■ **Aim of the exercise**
Find each line below that contains the word "backdrop" and copy every such line in full.

START Record list

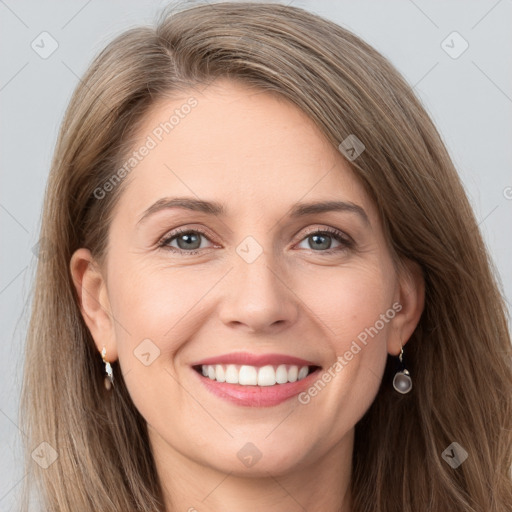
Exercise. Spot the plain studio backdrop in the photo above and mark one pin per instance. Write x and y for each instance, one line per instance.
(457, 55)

END Record list
START Record list

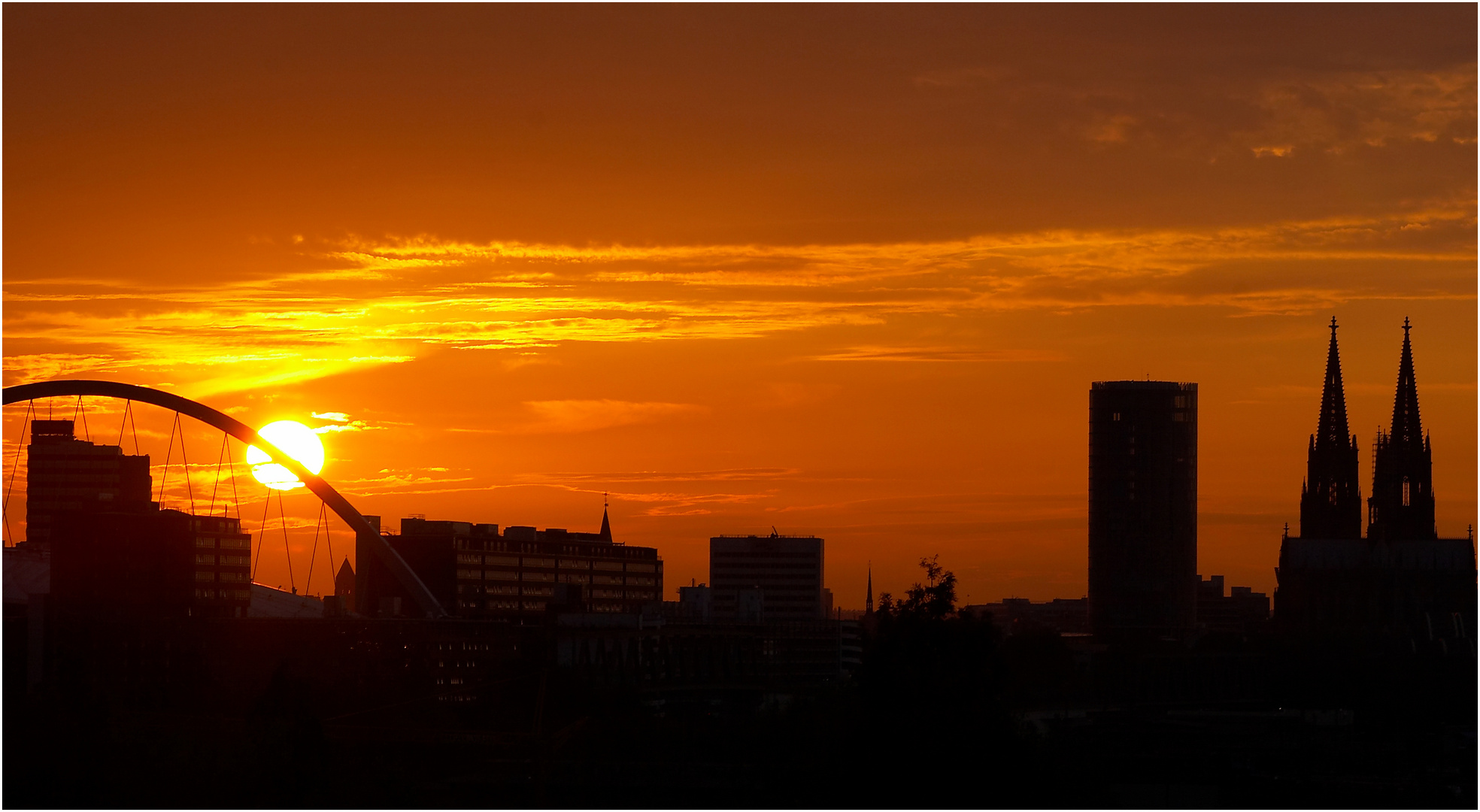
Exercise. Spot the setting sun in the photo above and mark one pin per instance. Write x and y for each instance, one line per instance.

END Record list
START Record list

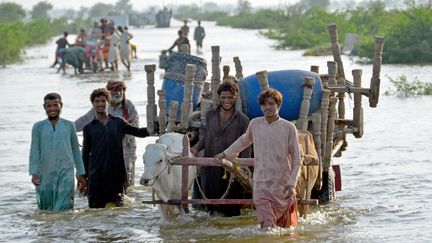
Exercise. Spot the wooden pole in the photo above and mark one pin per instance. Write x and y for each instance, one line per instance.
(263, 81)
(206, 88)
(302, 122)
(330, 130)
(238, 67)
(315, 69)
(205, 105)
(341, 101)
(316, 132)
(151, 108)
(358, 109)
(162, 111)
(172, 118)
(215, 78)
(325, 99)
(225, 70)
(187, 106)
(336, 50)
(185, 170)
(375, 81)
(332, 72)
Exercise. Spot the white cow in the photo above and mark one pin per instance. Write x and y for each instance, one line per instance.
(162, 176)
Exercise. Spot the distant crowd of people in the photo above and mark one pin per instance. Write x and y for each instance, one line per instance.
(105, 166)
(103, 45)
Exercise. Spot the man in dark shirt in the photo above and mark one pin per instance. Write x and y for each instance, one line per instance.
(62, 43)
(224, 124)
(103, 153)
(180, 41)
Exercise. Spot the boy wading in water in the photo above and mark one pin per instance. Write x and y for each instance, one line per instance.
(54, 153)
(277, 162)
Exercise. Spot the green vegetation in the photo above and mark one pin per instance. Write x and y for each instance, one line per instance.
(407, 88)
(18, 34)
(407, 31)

END Record list

■ **The output**
Exercise. Spot the plain studio backdrop in the photo above and mark one pin per instance. Write x and y for each instance, one line per instance.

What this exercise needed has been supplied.